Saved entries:

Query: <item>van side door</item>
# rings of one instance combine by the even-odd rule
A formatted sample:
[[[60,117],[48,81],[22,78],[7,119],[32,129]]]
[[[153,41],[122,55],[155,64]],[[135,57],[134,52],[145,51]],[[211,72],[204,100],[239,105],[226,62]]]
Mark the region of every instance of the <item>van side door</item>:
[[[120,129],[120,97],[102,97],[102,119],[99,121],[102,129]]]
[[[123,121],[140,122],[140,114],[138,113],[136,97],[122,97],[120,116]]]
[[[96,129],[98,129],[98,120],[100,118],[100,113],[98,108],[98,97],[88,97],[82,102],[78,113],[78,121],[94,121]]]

• WRITTEN TASK
Copy every line above without any changes.

• FINAL RESULT
Query: <item>van side door</item>
# rings of one instance combine by the even-odd rule
A formatted sample:
[[[60,117],[48,81],[22,78],[7,119],[32,129]]]
[[[153,41],[122,55],[155,64]],[[135,57],[134,52],[145,51]],[[211,72],[204,100],[239,105],[226,62]]]
Mark the region of every instance of the <item>van side door</item>:
[[[120,129],[120,97],[102,97],[102,119],[99,121],[102,129]]]
[[[123,121],[140,122],[140,114],[138,113],[136,97],[122,97],[120,116]]]
[[[96,129],[98,129],[98,120],[100,118],[100,113],[98,108],[98,97],[88,97],[82,102],[78,113],[78,121],[94,121]]]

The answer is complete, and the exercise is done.